____ EXTRACT TO READ
Which is exactly why I prefer formal query languages over NLP queries. In both c...

cmrdporcupine · on Oct 26, 2020

Agreed; back in the day when we/I used to play text adventures, or interact with MUDs/MOOs those systems had English-like interaction languages but the semantics of them were relatively clear -- you mostly had to follow the verb/prep/object formula and once you figured that out, you could manage the system fairly well, without running into a lot of terrible corner cases.

I'd rather have an assistant type system with a fairly well defined query system that exposed its capabilities and limitations directly, rather than me having to guess at the corner cases and failure points.

Disclaimer: I work @ Google on display assistant devices, but I don't work on the actual assistant interaction pieces.

Izkata · on Oct 26, 2020

> Which is exactly why I prefer formal query languages over NLP queries.

People like to reference Star Trek for stuff like NLP queries, but if you go back to TNG and pay close attention to the verbal queries to the computer, much of the time it isn't natural language. They seem to actually use some sort of formal query language that fits English a bit closer, but is still distinct from when the characters speak to each other.

fennecfoxen · on Oct 26, 2020

> They seem to actually use some sort of formal query language that fits English a bit closer, but is still distinct from when the characters speak to each other.

"Computer, begin auto-destruct sequence, authorization Picard 4-7 Alpha Tango."

- Wake word. Command. Authorization stanza. (I bet the computer would prompt for authorization if missing.)

"Computer, Commander Beverly Crusher. Confirm auto-destruct sequence, authorization Crusher 2-2 Beta Charlie."

- Wake word (possibly superfluous). Identification stanza (probably superfluous for the usual crew, but I can see from an HCI perspective that you might want to make people provide it specifically for such a consequential protocol, and it may also be of merit if some random admiral usually halfway across the galaxy pops in to confirm). Command confirmation, authorization stanza.
________
____ RECORDED DATA
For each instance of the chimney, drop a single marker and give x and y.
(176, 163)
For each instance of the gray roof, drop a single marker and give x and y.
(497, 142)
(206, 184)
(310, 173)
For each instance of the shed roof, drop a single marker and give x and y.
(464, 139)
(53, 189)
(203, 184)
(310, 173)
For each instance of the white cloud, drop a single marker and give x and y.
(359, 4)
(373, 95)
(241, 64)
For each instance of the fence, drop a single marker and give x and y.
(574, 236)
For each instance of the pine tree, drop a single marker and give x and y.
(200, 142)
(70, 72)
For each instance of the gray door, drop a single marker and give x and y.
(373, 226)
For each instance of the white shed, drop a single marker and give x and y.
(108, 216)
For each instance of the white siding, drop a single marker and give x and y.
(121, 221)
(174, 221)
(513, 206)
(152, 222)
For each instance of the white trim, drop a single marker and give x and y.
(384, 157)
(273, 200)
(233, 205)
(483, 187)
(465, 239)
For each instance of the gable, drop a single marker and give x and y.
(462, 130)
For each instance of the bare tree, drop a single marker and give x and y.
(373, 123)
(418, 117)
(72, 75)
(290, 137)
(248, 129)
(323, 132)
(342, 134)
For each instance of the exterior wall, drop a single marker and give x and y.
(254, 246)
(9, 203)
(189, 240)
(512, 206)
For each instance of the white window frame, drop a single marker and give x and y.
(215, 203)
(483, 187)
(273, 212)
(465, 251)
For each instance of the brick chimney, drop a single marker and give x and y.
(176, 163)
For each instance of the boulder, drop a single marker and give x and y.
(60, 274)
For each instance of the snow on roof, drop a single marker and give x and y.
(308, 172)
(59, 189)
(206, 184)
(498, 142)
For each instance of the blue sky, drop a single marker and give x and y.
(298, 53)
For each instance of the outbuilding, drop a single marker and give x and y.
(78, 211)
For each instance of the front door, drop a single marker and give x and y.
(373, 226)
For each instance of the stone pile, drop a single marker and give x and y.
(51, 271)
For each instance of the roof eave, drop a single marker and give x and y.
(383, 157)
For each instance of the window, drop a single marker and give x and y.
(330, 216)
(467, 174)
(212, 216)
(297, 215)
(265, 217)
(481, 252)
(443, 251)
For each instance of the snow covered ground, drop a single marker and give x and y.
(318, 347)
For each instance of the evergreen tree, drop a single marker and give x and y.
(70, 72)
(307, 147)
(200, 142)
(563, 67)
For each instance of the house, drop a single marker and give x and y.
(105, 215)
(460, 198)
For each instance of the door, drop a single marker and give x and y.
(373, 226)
________
EXERCISE - Write what comes next in the forum thread on formal query languages versus natural-language queries, beginning after its final comment about the auto-destruct confirmation.

ANSWER FOR THE TASK -
"This is Captain Jean-Luc Picard. Destruct sequence Alpha-One. Fifteen minutes, silent countdown. Enable."

- Computer is very awake at this point, no wake word. Identification stanza. Sequence parameter. Time parameter. Verbosity parameter. Commit.

YeGoblynQueenne · on Oct 26, 2020

To be fair, that's just how Picard speaks (e.g. "engage"). I haven't noticed anyone else saying "Tea. Earl Grey. Hot".

In any case I think this kind of speech is formulaic for the benefit of the audience, most of all, who are made aware through the formality that the speaker is addressing a machine. Additionally, we're watching navy men and women in space, so we expect them to speak to each other and to their computers in a formulaic manner ("Deck 5! Report!" etc, I can't think of good examples, brain's too tired).

Or perhaps the idea is that Trek AI is not really as advanced as to be able to understand natural language and that makes Data such a unique specimen.

Then again, there's the example of the Doctor in Voyager. I'm confused, I admit.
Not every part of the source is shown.